▸ Text under study
Updated: Sep 8, 2019



I have been restless. I have been tired. I have grieved and here is my grief. Pardon my lack of eloquence or attention to formal writing norms in this… emotions seem to have little use for formality anyway.


“Eat the frogs first.” It echoes in my mind over the chorus of other maxims. ”Eat the frogs first.”


I am in my late teens, old enough to drive, and my grandfather had taken a job painting his friend’s basement. My grandfather “hired” me to come and work this job with him. I would find out later that he actually paid me his wages for the time I spent helping him. I see now he wanted to spend time with me and was willing to sacrifice for it. Had I known what was coming, I would have done it for free...and I would have done my job much slower.


He handed me his roller and instructed me… “you can start on the ceiling and I will start cutting in.”


“Fair enough,” I thought.


He followed, “We will eat the frogs first.”


“What?!” I laughed.


He smiled, “It means that we do the hardest part of the job first. We eat the frogs. We use the energy we have on the front end to take care of the most difficult parts.” Man… I wish I had paid better attention. I know he said more but I didn’t hear it. Shorty after his instructions, I put my headphones in and started rolling the ceilings as fast as I could… in a different room.


In most ways I cringe at this memory. At first, he didn’t know I had headphones on. At one point I adjusted them and I heard him talking in the next room. I know he was talking to me. I was young and didn’t have the patience for talks, nor frogs, that day. I put my headphones back on and remember rolling faster and faster from room to room. I am sure he figured it out when I didn’t respond. I still don’t know why I was in that type of headspace.


I was done in a quarter of the time it should have taken me. My haste showed. My work sucked. Pop tried to hide his reaction when I said I was done, but the chaotic lines and drips made it evident that I had done a terrible job.


I can’t imagine his disappointment when I left the job as quickly as I arrived. He never showed it though. He smiled, gave me some cash and a hug, and sent me along. I could do no wrong in his eyes, but I can imagine this event pushed his graces to their limit.


My grandfather was a master at eating frogs. “Cutting in” and repainting my botched ceiling job were reflections of a skill he had acquired through a difficult and unsupported childhood, a laborious and unforgiving profession, and tumultuous physical ailments. My grandfather faced many frogs and, to my knowledge, he ate them all.


What's more is he ate others’ frogs as well...many others. I find it amazing that he lived this way. A man does not have to take on the most difficult task at hand… in fact it is counter to our nature. Maybe he understood that taking on those tasks ensured a precise outcome. Maybe he knew personal choice is our greatest weapon and most effective tool. Maybe he understood that using that tool effectively protected and provided for his family.


Maybe he knew all of those things. Maybe I would have heard those messages if I had been listening. But I wasn’t. I was avoiding my plague of frogs. I was ignoring my responsibilities and running. I would learn the hard way, as my frogs slowly emerged from their toxic swamp throughout my twenties, at some point I would have to sit down to eat.


But for now, I reflect on my grandfather. The man who took personal responsibility for what he valued most. His family - his highest ministry. He bore our suffering and protected us. He raised us… all of us… both teaching us how to live and elevating us, lifting us higher with each choice.


He ate generations of frogs - holding back curses of addiction, violence, and neglect. He held them behind a giant dam made of his personal choices. This set a new trajectory for the future generations of his and our children.


Yesterday I had a conversation with him in my heart. I thanked him for eating my frogs in the basement that day and I apologized for my attitude.


He chuckled… “I am proud of what you have become and of all the things you will do.”


He smiled and winked, “Remember, always eat the frogs first.”

Images for locating objects

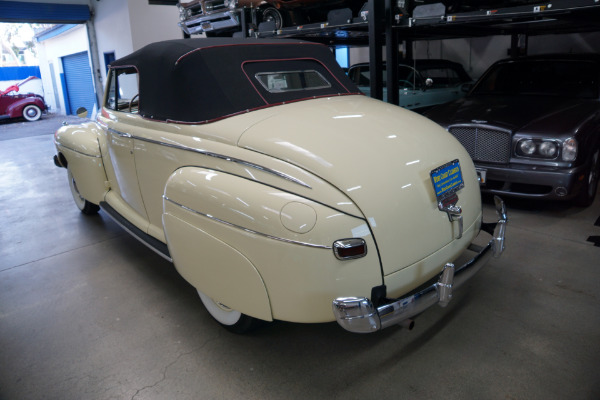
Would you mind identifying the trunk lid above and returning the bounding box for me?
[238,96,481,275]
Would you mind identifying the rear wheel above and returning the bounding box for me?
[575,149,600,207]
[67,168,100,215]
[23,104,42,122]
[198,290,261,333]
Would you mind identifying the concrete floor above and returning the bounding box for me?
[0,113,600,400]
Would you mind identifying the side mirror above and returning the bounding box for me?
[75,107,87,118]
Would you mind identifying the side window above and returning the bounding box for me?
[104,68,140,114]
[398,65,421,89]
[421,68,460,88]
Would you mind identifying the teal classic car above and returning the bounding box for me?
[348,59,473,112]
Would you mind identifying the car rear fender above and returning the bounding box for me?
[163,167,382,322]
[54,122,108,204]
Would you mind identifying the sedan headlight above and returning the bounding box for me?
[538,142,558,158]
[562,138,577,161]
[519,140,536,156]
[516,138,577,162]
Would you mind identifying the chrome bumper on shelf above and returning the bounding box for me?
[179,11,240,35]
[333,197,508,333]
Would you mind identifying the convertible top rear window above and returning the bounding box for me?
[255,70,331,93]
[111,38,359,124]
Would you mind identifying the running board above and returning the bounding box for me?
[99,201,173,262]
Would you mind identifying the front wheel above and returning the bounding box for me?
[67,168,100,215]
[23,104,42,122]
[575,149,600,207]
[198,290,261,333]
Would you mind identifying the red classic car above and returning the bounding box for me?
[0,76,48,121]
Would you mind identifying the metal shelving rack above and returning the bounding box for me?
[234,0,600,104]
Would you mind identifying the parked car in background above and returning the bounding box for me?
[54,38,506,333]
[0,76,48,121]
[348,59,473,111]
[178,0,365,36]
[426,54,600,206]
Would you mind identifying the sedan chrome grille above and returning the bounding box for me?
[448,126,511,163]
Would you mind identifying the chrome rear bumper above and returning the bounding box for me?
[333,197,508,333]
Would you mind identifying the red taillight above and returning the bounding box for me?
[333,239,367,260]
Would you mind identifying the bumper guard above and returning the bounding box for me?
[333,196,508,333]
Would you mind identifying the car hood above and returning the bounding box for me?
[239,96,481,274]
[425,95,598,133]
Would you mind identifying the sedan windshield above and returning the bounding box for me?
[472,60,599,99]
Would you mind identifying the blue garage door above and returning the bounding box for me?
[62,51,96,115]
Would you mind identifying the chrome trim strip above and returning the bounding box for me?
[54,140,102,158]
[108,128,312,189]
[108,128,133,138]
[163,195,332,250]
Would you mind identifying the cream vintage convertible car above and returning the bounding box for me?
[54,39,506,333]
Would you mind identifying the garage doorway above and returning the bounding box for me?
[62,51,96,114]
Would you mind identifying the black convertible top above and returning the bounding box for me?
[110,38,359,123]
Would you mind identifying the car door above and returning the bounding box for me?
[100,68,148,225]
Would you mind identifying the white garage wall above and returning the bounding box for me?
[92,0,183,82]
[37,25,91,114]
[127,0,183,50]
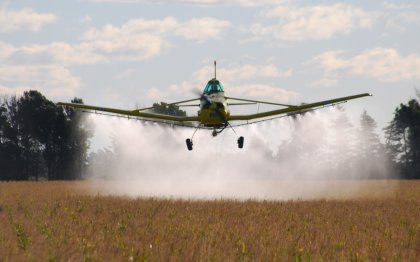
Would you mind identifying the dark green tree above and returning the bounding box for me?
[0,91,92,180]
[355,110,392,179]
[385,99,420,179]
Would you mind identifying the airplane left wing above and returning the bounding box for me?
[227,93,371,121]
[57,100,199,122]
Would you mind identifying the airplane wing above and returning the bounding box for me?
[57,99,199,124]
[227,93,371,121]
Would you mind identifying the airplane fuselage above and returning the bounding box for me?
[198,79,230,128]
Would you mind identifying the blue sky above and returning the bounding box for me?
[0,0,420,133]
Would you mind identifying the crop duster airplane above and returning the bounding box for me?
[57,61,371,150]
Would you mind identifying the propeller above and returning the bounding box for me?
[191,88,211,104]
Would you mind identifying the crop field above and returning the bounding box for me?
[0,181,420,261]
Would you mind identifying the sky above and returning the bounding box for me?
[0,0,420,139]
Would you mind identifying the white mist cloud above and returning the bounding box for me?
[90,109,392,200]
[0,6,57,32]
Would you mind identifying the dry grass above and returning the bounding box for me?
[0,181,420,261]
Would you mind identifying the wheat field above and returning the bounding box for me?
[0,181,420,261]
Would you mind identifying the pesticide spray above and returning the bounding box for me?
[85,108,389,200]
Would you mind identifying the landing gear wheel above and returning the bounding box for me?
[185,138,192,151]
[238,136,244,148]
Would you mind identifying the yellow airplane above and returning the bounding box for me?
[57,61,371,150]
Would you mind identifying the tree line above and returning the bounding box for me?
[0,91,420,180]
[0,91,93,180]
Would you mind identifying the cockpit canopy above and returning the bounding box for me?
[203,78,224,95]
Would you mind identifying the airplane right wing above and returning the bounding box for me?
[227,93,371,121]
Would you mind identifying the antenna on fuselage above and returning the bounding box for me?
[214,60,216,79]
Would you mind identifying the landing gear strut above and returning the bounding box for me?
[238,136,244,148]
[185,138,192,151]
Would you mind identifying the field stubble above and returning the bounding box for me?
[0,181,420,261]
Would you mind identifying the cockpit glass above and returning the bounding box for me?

▸ Your assignment
Retype the part of the essay about the grandfather and his frogs that begins with "He ate generations" and ends after "and our children.".

▸ Output below
He ate generations of frogs - holding back curses of addiction, violence, and neglect. He held them behind a giant dam made of his personal choices. This set a new trajectory for the future generations of his and our children.